Some management writers that I respect think that it’s worth learning about Meyer-Briggs personality types, on the theory that you need to realize that most people are different from you, and that there are concrete differences in their motivations, approaches, and so forth that can be helpful to know. The Meyers-Briggs types categorize your personality along four dimensions:
- Extrovert or Introvert
- Sensing or iNtuitive
- Thinking or Feeling
- Judging or Perceiving
So you can take a test which will give you a four-letter type: ESTJ, INFJ, ESFP, etc. And you can find various descriptions of the sixteen possibilities.
The specific approach that one of the sources recommended is Keirsey’s, so I read his Please Understand Me. Keirsey actually thinks that not all distinctions are equally important: he focuses on whether people are SP (“Artisan”), SJ (“Guardian”), NF (“Idealist”), or NT (“Rational”). He talks about how authors over the last two and a half millennia have divided people into four groups which can easily be made to correspond to these categories.

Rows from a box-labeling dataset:
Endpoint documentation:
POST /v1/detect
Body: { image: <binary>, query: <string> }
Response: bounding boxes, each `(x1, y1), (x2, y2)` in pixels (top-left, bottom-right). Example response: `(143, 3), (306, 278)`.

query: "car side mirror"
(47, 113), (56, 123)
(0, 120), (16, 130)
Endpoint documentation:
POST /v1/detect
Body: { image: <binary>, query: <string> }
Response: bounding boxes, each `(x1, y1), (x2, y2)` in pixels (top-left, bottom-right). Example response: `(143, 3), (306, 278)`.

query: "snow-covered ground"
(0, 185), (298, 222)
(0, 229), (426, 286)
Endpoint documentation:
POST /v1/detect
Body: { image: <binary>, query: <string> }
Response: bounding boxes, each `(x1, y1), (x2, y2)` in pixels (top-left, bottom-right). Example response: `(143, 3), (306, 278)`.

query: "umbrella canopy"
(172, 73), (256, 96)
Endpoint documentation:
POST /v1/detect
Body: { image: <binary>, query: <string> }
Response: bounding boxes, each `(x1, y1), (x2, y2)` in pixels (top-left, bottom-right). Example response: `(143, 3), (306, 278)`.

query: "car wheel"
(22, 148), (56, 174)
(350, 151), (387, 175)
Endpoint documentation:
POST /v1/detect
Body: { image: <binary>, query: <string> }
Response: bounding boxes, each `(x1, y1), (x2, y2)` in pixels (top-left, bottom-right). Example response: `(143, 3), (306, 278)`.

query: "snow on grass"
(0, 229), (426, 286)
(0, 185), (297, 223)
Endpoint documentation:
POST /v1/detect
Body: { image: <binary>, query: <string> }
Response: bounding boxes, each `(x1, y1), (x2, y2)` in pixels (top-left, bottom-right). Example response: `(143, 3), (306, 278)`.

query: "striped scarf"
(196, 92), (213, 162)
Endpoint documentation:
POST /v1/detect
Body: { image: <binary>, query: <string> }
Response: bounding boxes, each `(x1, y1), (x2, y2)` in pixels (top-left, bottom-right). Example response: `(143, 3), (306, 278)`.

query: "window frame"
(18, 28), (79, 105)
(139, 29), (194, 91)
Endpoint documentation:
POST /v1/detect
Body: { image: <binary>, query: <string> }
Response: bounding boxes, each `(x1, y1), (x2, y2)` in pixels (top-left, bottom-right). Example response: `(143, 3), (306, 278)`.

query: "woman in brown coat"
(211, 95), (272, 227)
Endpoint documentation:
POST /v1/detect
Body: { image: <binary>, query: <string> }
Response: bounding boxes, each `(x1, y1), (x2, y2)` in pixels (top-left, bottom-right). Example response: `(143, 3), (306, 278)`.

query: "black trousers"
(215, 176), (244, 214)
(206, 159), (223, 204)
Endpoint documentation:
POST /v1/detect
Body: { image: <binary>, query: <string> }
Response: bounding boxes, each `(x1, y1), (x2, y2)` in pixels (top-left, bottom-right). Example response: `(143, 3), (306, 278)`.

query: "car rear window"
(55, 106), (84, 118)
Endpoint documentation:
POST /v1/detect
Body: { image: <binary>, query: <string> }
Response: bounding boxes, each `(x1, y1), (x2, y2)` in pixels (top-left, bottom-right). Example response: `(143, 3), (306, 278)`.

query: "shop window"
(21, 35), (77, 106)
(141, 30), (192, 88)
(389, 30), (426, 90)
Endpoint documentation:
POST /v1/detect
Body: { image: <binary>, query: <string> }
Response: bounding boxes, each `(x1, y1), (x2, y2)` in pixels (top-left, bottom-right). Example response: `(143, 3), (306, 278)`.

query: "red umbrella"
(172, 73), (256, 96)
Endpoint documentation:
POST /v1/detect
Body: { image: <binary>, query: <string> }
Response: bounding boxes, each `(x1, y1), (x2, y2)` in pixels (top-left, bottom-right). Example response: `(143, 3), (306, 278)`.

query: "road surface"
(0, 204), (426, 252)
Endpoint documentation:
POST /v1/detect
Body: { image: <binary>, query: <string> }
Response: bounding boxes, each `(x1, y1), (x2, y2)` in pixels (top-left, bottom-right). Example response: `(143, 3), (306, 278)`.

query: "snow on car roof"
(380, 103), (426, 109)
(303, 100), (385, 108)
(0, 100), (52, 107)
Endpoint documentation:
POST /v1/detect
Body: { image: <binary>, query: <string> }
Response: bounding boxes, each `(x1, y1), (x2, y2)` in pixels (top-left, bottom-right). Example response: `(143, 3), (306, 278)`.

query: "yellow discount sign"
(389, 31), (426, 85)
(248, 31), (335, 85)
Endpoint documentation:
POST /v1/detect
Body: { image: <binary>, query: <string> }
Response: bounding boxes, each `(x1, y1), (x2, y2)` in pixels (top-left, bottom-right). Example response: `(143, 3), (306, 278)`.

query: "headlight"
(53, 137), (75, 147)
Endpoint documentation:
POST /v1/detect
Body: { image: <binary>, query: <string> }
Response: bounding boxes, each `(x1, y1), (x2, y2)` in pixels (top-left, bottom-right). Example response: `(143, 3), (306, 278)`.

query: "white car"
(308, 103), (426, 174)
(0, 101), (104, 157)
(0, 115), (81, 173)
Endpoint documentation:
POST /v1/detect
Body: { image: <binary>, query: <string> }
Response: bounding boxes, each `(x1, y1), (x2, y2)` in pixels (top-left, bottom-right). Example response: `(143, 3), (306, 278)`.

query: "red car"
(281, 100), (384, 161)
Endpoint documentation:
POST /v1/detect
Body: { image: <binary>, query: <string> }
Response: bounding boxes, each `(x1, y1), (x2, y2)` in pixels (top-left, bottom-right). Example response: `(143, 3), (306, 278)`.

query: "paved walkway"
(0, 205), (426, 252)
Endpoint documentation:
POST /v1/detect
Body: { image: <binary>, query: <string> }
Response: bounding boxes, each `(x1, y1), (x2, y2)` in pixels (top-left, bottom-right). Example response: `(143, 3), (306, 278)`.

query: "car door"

◆ **REQUIREMENTS**:
1) In the personality-type text, what name does Keirsey give to the NT group?
2) Pick up the personality-type text after its final sentence and keep writing it.

◆ **TASK RESULTS**:
1) Rational

2)
Before reading the book, I took an online test (I can’t remember the link); it had me as I, N, and P, but I was tied on the T/F axis. Looking at the description, I thought it was pretty obvious that I was a thinking instead of feeling, making me an INTP. But then I took the personality test at the front of Keirsey’s book; it actually had me marked as an INFP.
This would make me an Idealist instead of a Rational. I will admit that I do have idealistic tendencies, but that still seemed a little strange; maybe the part of me that was answering the test would like to be an F even though I’m not. Keirsey, however, had different meanings for the letters, thinking that Meyers’ original descriptions weren’t the best:
- E: expressive or I: reserved
- S: observant or N: introspective
- T: tough-minded or F: friendly
- J: scheduling or P: probing
Looking at the T/F distinction that way, it’s not so clear to me. And, reading more of Keirsey’s descriptions, I definitely have some F in me: I find conflicts quite unpleasant, for example.
Still, whenever I see something like this, I’m suspicious: is this really a natural division, or is it just one way among many to divide up people? Not that there’s anything wrong with the latter, but it’s perhaps not quite as interesting. And if I can’t even figure out which of Keirsey’s four main types I am, then that adds to my suspicion.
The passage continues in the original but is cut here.